**Work to complete**
Copy out the stretch from the line that contains "Please provide the mask of every instance of the wooden" through the line that contains "[(39, 136), (42, 136), (42, 128), (38, 128), (38, 134)]", swapping "whole pixels" for "integer pixels" and leaving everything else unchanged.

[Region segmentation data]
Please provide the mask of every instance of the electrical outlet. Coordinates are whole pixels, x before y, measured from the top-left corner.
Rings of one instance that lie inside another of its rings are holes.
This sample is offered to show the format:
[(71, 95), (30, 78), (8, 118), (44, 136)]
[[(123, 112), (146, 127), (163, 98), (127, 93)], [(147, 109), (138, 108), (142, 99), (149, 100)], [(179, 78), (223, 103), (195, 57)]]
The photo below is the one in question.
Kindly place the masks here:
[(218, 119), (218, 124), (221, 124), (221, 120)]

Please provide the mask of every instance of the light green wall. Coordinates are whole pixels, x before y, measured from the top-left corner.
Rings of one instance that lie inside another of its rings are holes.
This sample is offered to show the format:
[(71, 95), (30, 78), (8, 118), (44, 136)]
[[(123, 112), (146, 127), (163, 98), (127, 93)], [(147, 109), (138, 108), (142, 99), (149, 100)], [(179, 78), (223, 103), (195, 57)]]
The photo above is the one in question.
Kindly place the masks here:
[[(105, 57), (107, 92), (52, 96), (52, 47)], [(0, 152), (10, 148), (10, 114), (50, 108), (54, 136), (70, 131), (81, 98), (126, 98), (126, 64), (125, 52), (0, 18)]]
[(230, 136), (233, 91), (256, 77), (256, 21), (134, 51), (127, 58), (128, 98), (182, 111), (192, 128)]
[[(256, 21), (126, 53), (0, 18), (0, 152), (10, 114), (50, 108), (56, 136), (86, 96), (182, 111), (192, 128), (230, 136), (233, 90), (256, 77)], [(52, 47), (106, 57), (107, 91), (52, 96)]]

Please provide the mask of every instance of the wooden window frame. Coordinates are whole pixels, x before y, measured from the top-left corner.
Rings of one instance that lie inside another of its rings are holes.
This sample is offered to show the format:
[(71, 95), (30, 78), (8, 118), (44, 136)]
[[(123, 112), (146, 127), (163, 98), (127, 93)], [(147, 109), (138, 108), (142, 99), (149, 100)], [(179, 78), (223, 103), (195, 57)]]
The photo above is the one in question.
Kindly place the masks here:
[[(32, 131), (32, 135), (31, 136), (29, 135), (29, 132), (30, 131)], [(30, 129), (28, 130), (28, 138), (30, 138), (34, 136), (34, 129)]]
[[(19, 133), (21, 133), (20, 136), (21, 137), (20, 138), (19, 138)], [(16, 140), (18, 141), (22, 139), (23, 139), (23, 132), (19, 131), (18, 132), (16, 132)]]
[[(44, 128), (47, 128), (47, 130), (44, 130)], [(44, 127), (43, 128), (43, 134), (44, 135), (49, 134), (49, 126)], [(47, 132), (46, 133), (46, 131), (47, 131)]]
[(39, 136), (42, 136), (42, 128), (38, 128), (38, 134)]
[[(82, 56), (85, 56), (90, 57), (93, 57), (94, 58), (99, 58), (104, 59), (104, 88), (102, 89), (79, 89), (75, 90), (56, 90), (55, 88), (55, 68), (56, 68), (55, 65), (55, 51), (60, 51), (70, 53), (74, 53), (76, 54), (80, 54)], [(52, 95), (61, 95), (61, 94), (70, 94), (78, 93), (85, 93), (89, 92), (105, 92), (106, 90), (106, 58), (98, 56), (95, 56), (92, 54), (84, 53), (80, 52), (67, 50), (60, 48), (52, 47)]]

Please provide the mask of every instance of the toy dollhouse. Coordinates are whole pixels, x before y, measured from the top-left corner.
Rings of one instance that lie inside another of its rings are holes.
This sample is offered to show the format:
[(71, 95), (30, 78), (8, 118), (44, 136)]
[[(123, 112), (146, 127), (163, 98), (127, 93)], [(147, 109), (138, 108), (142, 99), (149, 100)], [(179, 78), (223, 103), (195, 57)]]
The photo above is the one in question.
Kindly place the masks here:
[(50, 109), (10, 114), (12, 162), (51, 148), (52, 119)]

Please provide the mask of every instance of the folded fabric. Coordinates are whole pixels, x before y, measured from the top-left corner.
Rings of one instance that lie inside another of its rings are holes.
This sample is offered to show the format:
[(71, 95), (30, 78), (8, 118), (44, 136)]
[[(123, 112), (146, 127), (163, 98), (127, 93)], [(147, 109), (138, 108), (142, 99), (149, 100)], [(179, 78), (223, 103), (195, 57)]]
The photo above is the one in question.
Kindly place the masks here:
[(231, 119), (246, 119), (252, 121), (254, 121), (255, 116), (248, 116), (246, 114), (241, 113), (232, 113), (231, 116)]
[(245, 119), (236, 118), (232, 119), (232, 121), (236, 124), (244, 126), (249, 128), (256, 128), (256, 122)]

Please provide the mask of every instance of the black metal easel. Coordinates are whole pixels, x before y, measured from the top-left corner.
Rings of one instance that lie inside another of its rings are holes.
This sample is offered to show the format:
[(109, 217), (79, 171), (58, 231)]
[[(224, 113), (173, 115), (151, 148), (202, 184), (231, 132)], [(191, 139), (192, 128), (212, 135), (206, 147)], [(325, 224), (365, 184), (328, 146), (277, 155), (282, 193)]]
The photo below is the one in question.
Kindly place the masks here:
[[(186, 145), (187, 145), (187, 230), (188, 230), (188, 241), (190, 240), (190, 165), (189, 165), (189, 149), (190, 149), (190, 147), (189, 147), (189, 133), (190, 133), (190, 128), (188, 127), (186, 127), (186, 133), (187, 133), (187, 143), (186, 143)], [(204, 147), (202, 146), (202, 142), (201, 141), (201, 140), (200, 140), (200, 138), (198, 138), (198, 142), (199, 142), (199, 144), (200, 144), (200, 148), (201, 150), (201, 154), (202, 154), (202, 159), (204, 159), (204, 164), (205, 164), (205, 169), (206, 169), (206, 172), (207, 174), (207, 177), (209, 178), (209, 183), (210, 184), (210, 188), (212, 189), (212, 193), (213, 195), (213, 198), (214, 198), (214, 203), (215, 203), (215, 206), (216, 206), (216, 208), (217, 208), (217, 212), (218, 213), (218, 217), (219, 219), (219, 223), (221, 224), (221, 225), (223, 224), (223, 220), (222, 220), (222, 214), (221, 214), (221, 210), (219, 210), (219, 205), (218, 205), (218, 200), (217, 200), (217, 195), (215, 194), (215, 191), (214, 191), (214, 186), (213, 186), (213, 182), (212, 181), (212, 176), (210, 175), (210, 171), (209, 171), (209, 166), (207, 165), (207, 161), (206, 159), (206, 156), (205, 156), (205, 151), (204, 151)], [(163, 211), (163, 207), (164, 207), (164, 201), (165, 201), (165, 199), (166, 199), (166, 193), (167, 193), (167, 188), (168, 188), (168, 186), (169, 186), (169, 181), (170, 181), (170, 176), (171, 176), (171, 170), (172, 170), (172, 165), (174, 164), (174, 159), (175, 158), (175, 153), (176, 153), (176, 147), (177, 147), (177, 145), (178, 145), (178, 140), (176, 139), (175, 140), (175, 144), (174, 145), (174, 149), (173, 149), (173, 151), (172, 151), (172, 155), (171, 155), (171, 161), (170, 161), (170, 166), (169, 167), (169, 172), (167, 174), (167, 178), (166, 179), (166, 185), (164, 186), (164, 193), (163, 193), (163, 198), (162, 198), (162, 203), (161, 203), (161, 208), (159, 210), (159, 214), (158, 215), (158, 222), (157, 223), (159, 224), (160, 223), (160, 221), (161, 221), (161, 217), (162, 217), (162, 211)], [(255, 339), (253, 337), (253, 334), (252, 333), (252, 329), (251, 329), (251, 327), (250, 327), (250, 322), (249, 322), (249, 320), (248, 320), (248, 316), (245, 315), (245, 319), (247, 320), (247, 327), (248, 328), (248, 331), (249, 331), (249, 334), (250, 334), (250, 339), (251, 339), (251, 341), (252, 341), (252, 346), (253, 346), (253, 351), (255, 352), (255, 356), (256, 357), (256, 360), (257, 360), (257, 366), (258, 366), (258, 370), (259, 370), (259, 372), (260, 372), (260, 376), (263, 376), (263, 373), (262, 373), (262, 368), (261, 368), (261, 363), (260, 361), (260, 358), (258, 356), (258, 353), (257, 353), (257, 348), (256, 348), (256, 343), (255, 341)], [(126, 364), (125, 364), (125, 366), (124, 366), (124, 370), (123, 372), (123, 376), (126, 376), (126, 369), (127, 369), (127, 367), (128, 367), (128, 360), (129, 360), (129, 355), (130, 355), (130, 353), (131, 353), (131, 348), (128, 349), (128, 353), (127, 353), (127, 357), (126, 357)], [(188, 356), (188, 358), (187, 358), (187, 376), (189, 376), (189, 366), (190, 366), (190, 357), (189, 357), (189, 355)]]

**Result for this task**
Please provide the mask of every instance of the wooden window frame. Coordinates are integer pixels, x before y, measured from the top-left corner.
Rings of one instance that lie inside another of its rings are holes.
This sample is offered to show the format:
[(71, 95), (30, 78), (8, 118), (44, 136)]
[[(123, 112), (146, 127), (163, 98), (127, 93)], [(147, 109), (138, 108), (142, 99), (149, 100)], [(179, 78), (223, 103), (195, 57)]]
The photo above is the one in question.
Kindly place the masks here:
[[(32, 131), (32, 135), (31, 136), (29, 135), (29, 132), (30, 131)], [(30, 129), (28, 130), (28, 138), (30, 138), (34, 136), (34, 129)]]
[[(19, 133), (21, 133), (20, 136), (21, 137), (20, 138), (19, 138)], [(16, 140), (18, 141), (22, 139), (23, 139), (23, 132), (19, 131), (18, 132), (16, 132)]]
[[(44, 128), (47, 128), (47, 130), (44, 130)], [(44, 127), (43, 128), (43, 134), (44, 135), (49, 134), (49, 126)], [(47, 132), (46, 133), (46, 131), (47, 131)]]
[(39, 136), (42, 136), (42, 128), (38, 128), (38, 134)]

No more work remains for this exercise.